[Extracted records]
<<<<

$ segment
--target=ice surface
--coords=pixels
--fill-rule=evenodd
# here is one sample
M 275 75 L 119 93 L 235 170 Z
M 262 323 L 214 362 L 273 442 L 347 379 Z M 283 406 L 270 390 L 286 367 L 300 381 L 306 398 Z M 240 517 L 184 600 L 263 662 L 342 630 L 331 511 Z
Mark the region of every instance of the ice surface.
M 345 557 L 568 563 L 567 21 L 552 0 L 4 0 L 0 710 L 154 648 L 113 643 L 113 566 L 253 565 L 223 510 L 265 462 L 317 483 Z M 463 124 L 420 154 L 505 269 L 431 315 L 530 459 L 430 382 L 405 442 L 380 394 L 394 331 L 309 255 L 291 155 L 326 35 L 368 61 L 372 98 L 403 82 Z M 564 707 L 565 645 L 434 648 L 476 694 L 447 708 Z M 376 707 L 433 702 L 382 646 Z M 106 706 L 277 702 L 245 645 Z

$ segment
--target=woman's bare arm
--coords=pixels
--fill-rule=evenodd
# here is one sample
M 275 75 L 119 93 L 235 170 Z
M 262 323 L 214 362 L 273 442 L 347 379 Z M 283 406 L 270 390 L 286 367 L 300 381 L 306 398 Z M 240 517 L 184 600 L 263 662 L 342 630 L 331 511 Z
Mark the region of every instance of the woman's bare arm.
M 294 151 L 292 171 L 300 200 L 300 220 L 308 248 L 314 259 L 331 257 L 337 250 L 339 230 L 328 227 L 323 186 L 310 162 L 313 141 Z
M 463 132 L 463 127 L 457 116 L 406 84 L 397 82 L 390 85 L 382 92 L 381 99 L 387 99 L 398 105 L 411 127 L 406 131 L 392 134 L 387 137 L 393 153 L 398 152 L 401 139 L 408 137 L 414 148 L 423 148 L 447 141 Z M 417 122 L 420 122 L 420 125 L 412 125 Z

>>>>

EXERCISE REQUIREMENTS: Copy the lines above word for word, leaving out none of them.

TASK SOLUTION:
$ segment
--target=ice surface
--coords=pixels
--fill-rule=evenodd
# here is one sample
M 275 75 L 119 93 L 235 170 Z
M 262 323 L 214 362 L 273 442 L 347 379 Z M 283 406 L 270 390 L 286 367 L 300 381 L 306 398 Z M 240 517 L 184 600 L 263 662 L 342 630 L 331 511 Z
Mark the region of every instance of the ice surface.
M 345 557 L 568 563 L 567 21 L 552 0 L 4 0 L 0 710 L 154 648 L 113 643 L 113 566 L 253 565 L 223 510 L 265 462 L 317 483 Z M 463 124 L 420 154 L 505 269 L 431 315 L 530 459 L 430 382 L 405 442 L 380 394 L 394 331 L 309 255 L 291 155 L 326 35 L 368 61 L 372 98 L 403 82 Z M 564 707 L 565 645 L 434 648 L 476 694 L 447 708 Z M 376 707 L 433 702 L 382 646 Z M 106 706 L 277 702 L 245 645 Z

$ segment
--target=woman's bare arm
--coords=pixels
--fill-rule=evenodd
# here is one sample
M 275 75 L 119 93 L 235 170 Z
M 262 323 L 214 362 L 273 442 L 347 379 Z M 283 406 L 270 390 L 286 367 L 300 381 L 306 398 Z M 240 517 L 184 600 L 263 662 L 342 630 L 331 511 Z
Mark the region of every instance of the woman's bare arm.
M 294 151 L 292 171 L 300 200 L 300 220 L 308 248 L 314 259 L 331 257 L 337 250 L 339 230 L 328 227 L 323 186 L 310 162 L 313 141 Z
M 463 132 L 463 127 L 457 116 L 406 84 L 397 82 L 390 85 L 382 92 L 381 99 L 387 99 L 398 105 L 411 127 L 406 131 L 392 134 L 387 137 L 393 153 L 398 152 L 401 139 L 408 137 L 414 148 L 423 148 L 447 141 Z M 417 122 L 420 122 L 420 125 L 412 125 Z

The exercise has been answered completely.